(Items from a data source)
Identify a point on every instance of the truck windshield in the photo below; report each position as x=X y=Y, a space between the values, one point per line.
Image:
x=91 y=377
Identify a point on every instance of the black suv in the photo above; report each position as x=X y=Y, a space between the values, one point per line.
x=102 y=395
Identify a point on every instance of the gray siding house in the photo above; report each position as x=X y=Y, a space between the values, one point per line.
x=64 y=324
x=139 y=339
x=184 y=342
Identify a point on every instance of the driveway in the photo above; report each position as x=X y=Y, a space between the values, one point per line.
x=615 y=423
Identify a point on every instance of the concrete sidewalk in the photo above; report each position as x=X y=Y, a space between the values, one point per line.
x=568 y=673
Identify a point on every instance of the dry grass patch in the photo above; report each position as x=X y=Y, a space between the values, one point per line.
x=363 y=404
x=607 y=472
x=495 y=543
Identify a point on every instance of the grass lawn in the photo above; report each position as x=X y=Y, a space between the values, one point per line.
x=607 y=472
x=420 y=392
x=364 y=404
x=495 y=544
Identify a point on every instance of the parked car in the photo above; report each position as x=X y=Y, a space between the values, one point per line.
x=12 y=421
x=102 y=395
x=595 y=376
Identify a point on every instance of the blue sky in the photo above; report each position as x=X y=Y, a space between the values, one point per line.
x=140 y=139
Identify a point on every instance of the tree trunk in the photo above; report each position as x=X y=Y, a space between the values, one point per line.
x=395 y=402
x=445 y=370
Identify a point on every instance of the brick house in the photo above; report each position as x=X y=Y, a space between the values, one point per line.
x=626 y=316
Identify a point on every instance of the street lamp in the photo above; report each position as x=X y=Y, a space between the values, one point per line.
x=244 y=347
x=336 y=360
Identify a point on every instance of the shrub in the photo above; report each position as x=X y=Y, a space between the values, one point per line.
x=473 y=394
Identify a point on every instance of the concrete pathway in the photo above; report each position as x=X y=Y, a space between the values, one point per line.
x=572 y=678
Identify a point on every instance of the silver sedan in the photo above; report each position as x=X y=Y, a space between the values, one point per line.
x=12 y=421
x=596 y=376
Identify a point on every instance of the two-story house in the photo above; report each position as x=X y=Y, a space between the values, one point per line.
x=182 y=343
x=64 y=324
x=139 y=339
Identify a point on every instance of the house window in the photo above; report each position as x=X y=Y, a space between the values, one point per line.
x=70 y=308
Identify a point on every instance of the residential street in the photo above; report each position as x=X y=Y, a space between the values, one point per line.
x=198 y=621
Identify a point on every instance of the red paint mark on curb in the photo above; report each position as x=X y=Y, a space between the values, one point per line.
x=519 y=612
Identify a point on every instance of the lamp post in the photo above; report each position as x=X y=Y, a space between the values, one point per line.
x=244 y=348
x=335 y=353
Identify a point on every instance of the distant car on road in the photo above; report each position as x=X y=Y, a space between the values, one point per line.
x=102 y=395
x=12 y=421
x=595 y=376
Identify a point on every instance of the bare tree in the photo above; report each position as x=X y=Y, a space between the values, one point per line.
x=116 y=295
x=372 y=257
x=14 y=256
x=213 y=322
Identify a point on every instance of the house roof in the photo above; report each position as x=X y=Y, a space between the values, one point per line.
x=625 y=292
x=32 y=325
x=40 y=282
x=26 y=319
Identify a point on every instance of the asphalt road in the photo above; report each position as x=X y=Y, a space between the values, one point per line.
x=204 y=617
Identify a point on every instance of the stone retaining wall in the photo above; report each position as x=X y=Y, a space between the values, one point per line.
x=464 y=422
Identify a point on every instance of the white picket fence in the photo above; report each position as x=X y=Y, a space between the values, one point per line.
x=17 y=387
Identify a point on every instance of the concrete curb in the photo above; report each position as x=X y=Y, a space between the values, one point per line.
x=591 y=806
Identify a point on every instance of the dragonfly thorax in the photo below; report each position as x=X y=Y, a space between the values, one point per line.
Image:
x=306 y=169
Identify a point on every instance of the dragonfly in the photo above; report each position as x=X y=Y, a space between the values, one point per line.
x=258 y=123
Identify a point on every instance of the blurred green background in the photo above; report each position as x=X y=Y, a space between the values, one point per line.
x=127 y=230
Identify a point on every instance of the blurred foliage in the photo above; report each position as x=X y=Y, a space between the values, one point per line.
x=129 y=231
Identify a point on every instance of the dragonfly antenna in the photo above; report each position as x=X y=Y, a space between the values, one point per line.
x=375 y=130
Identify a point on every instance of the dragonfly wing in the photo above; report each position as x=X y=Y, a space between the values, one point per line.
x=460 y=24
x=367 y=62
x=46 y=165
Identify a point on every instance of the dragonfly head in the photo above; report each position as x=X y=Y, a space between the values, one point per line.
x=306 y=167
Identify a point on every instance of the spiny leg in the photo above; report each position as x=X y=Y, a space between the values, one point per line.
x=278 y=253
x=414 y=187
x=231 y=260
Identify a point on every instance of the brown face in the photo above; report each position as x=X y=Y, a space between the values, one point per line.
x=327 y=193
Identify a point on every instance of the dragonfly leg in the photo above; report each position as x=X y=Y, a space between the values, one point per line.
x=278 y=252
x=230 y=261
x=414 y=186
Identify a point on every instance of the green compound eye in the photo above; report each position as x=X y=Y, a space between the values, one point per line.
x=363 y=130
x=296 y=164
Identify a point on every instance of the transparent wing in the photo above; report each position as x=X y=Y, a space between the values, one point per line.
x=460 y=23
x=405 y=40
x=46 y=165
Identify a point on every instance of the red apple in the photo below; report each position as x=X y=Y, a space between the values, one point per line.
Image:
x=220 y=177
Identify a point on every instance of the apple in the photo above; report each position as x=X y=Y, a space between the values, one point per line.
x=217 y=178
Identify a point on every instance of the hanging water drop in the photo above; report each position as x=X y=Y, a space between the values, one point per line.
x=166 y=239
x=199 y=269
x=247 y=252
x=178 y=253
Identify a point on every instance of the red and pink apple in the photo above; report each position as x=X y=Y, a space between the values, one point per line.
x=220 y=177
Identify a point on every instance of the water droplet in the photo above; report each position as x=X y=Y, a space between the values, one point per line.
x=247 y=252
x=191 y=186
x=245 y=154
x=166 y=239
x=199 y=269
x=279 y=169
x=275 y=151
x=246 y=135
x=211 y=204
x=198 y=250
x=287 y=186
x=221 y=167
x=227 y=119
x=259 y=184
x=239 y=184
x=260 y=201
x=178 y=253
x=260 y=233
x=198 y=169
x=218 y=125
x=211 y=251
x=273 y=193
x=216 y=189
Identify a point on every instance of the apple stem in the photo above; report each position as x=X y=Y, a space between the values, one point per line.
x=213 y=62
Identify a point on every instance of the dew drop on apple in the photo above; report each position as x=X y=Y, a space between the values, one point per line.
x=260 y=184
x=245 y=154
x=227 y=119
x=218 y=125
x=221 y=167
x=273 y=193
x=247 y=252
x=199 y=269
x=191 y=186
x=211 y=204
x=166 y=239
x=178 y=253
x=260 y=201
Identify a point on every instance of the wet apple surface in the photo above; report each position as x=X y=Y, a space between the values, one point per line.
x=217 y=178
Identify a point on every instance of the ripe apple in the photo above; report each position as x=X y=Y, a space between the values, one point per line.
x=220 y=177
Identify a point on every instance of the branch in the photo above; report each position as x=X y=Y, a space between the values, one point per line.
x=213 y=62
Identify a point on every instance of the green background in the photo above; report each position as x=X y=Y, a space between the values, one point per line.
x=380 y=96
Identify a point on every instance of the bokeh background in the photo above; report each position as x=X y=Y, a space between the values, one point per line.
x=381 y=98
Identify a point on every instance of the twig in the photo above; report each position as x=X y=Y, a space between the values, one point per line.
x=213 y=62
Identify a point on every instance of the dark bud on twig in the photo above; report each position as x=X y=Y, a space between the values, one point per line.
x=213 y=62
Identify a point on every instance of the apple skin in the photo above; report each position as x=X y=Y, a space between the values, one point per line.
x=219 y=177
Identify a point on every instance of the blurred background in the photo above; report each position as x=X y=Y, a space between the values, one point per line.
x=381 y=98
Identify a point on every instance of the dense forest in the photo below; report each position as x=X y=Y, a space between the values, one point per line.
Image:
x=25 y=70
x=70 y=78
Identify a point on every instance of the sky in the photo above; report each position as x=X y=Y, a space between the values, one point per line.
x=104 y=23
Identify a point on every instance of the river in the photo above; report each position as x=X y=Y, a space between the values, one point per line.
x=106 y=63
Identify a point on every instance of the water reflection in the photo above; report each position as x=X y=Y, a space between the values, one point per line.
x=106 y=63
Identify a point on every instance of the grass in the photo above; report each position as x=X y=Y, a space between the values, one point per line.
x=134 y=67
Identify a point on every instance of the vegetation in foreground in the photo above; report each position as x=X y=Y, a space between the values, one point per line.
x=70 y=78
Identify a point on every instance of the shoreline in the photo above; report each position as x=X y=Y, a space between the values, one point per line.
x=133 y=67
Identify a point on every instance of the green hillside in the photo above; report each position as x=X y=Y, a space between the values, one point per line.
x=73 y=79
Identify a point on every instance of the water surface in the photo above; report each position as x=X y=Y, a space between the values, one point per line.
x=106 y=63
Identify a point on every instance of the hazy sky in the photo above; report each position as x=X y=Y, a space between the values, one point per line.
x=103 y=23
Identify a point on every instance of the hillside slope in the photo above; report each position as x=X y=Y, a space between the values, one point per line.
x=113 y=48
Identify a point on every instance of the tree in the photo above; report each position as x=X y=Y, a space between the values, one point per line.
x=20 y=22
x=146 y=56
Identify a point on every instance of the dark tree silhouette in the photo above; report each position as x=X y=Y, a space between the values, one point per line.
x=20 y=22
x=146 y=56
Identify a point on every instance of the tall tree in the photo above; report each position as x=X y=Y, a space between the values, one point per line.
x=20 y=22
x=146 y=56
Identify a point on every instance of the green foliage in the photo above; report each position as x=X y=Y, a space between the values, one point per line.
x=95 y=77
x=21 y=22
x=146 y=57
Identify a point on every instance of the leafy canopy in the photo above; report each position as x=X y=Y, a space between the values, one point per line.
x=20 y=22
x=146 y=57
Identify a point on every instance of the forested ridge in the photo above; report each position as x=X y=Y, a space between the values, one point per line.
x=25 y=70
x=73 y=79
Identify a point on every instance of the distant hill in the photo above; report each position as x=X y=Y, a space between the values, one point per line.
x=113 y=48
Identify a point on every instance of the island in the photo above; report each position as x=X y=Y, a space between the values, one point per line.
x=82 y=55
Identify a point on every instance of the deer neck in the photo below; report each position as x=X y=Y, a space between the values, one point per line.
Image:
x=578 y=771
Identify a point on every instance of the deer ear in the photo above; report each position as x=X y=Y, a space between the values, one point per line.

### PROBLEM STATEMENT:
Repeat exactly, and only, the lines from the line containing "Identify a point on every instance of the tree in" through the last line of the records above, both included.

### THE ANSWER:
Identify a point on every instance of the tree in the photo above; report each position as x=X y=Y, a space between the values, one point per line.
x=20 y=22
x=146 y=56
Identify a point on every instance of the dark tree silhouette in the photo above; report each position as x=X y=Y, a space between the values, one point per line.
x=20 y=22
x=146 y=56
Identify a point on every instance of the tall tree in the photo above; report each position as x=X y=Y, a space between the values, one point per line.
x=20 y=22
x=146 y=56
Identify a point on every instance of the green foliage in the photo above; report each position as x=X y=Y, a space between the values, one point per line.
x=95 y=77
x=21 y=22
x=146 y=57
Identify a point on every instance of the leafy canopy in the photo above; report each position as x=X y=Y, a space between the values, one point per line.
x=20 y=22
x=146 y=57
Identify a point on every instance of the forested ridge in the photo above; report each position as x=X y=Y, a space between the values, one point per line.
x=25 y=70
x=73 y=79
Identify a point on every instance of the distant hill in the photo above; report each position as x=X y=Y, a space between the values, one point per line.
x=113 y=48
Identify a point on every instance of the island in the photo above; report each position as x=X y=Y, a space between the values, one point per line.
x=82 y=55
Identify a point on every instance of the deer neck in the photo below; report each position as x=X y=Y, a space between the values, one point per line.
Image:
x=578 y=771
Identify a point on every instance of the deer ear in the photo above; report each position as x=X y=Y, a space between the values, one point per line.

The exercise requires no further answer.